**Prompt 1**
Gather every line of the listing that contains the string "path", treating case as significant.

The loss is a summation of the errors produced by each batch in training or validation sets, which indicates how properly or badly a trained model performs after each iteration of optimization. A weighted sparse softmax cross-entropy loss function [95] is employed to track the performance in the training stage. It particularly picks the weights according to the current labels and applies them as batch weights, and then combines the calculation of the softmax operation and the cross-entropy loss function [96] to provide a more numerically stable gradient. The respective curves with motion average of the training loss are presented in Figure 8b. It can be observed that the training loss stably decreases with an increase in training steps. All networks show convergence towards zero with some minimal jitter between 0.01 and 0.05. U-Net reaches a low loss value much faster than the other models but seems to cause quick overfitting, whereas the HRNet seems to converge reasonably.

**Prompt 2**
Using the passage on training loss, decide whether each statement agrees with it, and back each yes or no with the passage's deciding words: (a) U-Net reaches a low loss value faster than the other models; (b) the training loss rises as training steps increase; (c) all networks converge toward zero with jitter between 0.01 and 0.05.

**Records to process**
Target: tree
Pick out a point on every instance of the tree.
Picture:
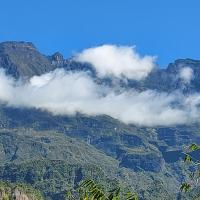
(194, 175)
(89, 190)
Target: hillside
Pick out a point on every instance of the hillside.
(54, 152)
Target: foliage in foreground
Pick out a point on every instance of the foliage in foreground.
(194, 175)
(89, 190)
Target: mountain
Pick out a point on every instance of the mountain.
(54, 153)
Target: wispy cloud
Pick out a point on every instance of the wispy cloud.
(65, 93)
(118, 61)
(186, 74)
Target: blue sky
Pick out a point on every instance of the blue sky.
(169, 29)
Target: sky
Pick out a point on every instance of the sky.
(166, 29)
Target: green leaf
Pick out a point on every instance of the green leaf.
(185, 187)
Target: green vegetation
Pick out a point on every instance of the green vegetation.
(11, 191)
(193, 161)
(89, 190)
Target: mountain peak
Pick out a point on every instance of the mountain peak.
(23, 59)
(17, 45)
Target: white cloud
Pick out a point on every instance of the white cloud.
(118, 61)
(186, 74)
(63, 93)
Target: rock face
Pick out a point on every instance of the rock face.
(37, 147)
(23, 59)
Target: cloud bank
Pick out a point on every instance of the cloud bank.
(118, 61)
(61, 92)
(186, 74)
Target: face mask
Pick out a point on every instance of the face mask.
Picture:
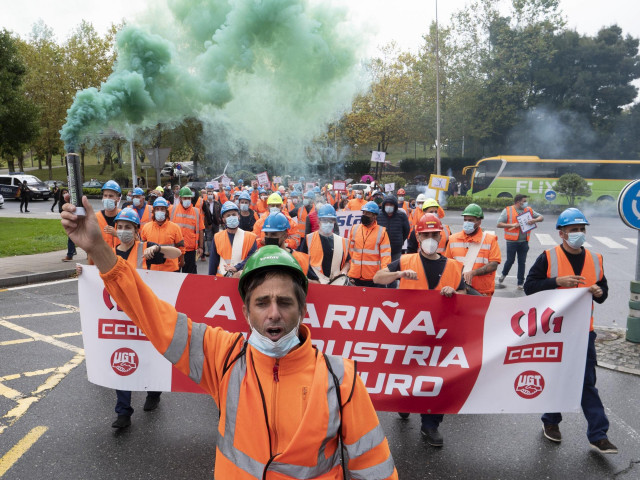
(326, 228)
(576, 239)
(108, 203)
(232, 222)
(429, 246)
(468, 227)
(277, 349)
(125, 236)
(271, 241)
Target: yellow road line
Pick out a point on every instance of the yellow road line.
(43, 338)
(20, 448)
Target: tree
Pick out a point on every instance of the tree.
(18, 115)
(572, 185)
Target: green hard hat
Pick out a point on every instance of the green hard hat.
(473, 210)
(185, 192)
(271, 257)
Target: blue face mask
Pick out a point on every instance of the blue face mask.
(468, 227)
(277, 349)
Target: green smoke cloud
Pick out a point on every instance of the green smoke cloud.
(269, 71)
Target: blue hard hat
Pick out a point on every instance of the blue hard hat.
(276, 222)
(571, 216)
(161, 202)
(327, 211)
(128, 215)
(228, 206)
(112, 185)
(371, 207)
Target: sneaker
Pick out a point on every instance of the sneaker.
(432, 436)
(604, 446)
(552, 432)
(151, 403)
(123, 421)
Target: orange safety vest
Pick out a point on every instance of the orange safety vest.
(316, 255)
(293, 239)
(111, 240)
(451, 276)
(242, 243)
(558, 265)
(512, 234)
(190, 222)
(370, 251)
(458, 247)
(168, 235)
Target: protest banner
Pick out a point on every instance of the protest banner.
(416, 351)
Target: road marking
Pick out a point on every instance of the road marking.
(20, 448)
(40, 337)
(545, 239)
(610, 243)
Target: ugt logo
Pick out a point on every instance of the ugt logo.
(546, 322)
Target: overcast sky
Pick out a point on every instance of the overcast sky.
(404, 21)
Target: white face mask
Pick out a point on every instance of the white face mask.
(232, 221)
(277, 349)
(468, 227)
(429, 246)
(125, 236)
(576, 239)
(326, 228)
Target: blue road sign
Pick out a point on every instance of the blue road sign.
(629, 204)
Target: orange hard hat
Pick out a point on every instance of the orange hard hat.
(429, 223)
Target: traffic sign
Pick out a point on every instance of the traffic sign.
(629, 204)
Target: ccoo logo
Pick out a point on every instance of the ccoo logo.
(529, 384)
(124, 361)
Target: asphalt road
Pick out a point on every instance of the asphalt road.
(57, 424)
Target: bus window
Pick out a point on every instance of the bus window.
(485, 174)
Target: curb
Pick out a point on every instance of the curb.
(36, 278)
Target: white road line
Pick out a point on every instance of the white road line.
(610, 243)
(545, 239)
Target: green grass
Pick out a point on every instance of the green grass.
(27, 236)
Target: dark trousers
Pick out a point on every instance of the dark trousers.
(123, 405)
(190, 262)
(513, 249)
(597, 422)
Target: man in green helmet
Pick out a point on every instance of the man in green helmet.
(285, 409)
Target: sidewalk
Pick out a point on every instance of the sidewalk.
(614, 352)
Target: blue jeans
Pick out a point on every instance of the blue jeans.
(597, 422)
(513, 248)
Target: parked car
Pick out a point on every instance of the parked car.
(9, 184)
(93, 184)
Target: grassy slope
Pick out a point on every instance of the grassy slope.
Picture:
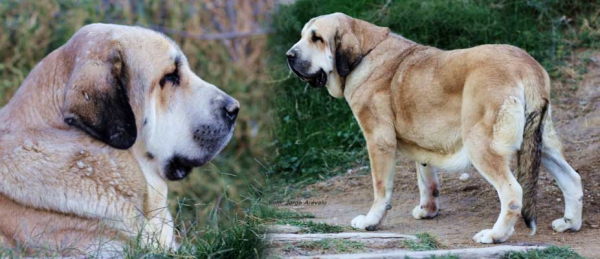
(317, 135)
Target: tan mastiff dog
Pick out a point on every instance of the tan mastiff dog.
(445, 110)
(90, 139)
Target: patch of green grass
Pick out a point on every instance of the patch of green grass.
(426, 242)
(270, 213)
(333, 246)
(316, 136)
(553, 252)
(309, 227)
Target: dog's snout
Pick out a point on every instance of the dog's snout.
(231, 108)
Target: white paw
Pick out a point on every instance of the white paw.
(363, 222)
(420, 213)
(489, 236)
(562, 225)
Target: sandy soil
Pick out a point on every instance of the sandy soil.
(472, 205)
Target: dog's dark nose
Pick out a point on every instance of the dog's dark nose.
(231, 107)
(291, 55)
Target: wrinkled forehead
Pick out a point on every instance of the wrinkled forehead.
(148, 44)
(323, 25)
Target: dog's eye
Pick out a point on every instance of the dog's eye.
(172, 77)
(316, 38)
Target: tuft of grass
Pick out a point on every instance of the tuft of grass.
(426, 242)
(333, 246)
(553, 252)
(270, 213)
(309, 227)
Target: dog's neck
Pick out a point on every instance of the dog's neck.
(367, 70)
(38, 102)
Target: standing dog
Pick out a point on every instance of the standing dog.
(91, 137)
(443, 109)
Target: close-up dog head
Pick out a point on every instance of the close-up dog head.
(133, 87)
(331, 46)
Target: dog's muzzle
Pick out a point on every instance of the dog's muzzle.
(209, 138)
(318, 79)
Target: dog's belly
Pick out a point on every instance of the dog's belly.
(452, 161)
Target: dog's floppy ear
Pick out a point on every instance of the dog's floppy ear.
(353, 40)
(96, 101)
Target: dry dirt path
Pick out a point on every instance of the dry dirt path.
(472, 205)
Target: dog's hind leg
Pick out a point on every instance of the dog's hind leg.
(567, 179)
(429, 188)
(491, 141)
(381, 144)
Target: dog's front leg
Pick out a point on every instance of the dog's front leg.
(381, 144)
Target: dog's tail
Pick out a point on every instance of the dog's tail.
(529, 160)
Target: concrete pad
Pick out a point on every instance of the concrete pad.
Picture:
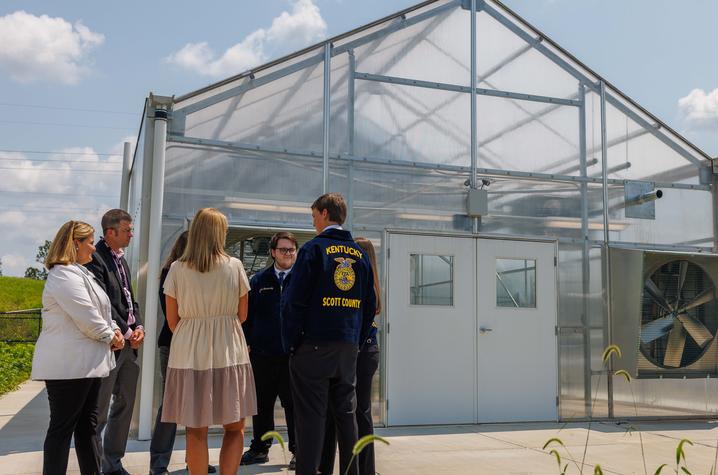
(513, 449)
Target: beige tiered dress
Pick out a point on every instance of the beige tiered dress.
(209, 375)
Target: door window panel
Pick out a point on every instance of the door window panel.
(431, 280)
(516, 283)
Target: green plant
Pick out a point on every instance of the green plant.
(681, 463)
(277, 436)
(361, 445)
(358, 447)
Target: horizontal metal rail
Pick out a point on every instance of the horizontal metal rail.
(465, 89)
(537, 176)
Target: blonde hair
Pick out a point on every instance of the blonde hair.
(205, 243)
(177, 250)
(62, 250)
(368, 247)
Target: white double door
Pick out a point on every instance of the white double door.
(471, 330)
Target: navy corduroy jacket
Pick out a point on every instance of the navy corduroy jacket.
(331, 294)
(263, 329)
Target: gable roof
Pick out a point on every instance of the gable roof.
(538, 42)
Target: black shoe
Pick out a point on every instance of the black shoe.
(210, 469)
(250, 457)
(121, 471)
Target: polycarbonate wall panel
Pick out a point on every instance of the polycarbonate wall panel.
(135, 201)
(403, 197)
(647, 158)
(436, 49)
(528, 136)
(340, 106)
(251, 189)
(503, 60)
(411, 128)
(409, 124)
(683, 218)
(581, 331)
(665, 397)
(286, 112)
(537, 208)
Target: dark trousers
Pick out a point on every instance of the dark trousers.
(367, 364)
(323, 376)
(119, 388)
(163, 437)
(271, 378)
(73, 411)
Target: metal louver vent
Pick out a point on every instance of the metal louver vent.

**Answer 1**
Target: dry dirt path
Pick out a point on every instance of the dry dirt path.

**Answer 2**
(a) Yes: "U-Net reaches a low loss value much faster than the other models"
(b) No: "the training loss stably decreases with an increase in training steps"
(c) Yes: "All networks show convergence towards zero with some minimal jitter between 0.01 and 0.05"